Provided records below:
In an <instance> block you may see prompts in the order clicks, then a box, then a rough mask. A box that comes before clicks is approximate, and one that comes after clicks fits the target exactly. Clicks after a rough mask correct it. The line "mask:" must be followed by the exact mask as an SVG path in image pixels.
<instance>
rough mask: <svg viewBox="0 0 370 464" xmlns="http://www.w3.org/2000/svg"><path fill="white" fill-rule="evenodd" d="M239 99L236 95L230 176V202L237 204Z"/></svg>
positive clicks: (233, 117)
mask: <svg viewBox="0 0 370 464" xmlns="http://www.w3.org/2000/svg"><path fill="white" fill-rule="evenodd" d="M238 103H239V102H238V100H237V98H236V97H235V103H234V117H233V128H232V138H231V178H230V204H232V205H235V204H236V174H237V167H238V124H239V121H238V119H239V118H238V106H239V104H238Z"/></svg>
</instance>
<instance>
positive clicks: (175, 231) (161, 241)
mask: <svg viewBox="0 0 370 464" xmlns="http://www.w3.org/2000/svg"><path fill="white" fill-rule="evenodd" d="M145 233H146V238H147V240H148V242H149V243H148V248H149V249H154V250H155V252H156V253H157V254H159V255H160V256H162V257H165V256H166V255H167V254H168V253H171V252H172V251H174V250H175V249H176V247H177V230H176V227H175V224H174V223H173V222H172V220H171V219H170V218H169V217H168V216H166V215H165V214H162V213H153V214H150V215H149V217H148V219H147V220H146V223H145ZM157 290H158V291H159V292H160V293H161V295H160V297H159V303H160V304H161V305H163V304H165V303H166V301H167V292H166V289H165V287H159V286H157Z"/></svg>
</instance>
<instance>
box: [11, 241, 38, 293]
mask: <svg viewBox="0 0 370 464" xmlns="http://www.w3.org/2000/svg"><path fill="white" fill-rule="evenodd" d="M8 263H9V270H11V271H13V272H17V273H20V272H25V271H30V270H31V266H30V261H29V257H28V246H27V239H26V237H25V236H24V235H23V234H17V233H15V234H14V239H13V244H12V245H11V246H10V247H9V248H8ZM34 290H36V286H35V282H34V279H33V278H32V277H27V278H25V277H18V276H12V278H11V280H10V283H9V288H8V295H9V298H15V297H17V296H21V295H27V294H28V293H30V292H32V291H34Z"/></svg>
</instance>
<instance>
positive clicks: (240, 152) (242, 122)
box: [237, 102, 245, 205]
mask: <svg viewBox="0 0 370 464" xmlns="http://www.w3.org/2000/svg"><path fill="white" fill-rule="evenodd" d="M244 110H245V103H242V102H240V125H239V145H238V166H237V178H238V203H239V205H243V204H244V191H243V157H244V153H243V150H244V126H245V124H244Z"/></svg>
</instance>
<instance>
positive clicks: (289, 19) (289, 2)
End of Provided records.
▸ **Assignment**
Word for word, quote all of the data above.

▸ **Answer area**
In an <instance> block you may see prompts in the order clicks, then a box, then a rough mask. A box that comes before clicks is approximate, and one that comes after clicks fits the target exactly. Clicks after a rough mask correct it. The line "mask:" must be followed by the exact mask as an SVG path in image pixels.
<instance>
rough mask: <svg viewBox="0 0 370 464" xmlns="http://www.w3.org/2000/svg"><path fill="white" fill-rule="evenodd" d="M239 99L236 95L230 176V202L237 204Z"/></svg>
positive clicks: (233, 117)
mask: <svg viewBox="0 0 370 464" xmlns="http://www.w3.org/2000/svg"><path fill="white" fill-rule="evenodd" d="M238 103H239V102H238V100H237V98H236V97H235V103H234V117H233V128H232V138H231V178H230V204H232V205H235V204H236V174H237V167H238V124H239V121H238V119H239V118H238V106H239V104H238Z"/></svg>
</instance>
<instance>
positive clicks: (175, 231) (161, 241)
mask: <svg viewBox="0 0 370 464" xmlns="http://www.w3.org/2000/svg"><path fill="white" fill-rule="evenodd" d="M145 233H146V238H147V240H148V242H149V243H148V248H149V249H154V250H155V252H156V253H157V254H159V255H160V256H162V257H165V256H166V255H167V254H168V253H171V252H172V251H174V250H175V249H176V247H177V230H176V227H175V224H174V223H173V222H172V220H171V219H170V218H169V217H168V216H166V215H165V214H162V213H153V214H150V215H149V217H148V219H147V220H146V223H145ZM157 290H158V291H159V292H160V293H161V295H160V297H159V303H160V304H161V305H163V304H165V303H166V301H167V292H166V289H165V287H159V286H157Z"/></svg>
</instance>
<instance>
box: [11, 241, 38, 293]
mask: <svg viewBox="0 0 370 464" xmlns="http://www.w3.org/2000/svg"><path fill="white" fill-rule="evenodd" d="M8 263H9V270H11V271H13V272H17V273H20V272H25V271H30V270H31V266H30V261H29V257H28V246H27V239H26V237H25V236H24V235H23V234H17V233H15V234H14V239H13V244H12V245H11V246H10V247H9V248H8ZM34 290H36V286H35V282H34V279H33V278H32V277H27V278H25V277H18V276H12V278H11V280H10V283H9V288H8V295H9V298H15V297H17V296H21V295H27V294H28V293H30V292H32V291H34Z"/></svg>
</instance>
<instance>
positive clicks: (240, 152) (242, 122)
box: [237, 102, 245, 205]
mask: <svg viewBox="0 0 370 464" xmlns="http://www.w3.org/2000/svg"><path fill="white" fill-rule="evenodd" d="M244 110H245V103H242V102H240V125H239V145H238V166H237V178H238V203H239V205H243V204H244V191H243V157H244V153H243V150H244V126H245V124H244Z"/></svg>
</instance>
<instance>
positive clicks: (289, 19) (289, 2)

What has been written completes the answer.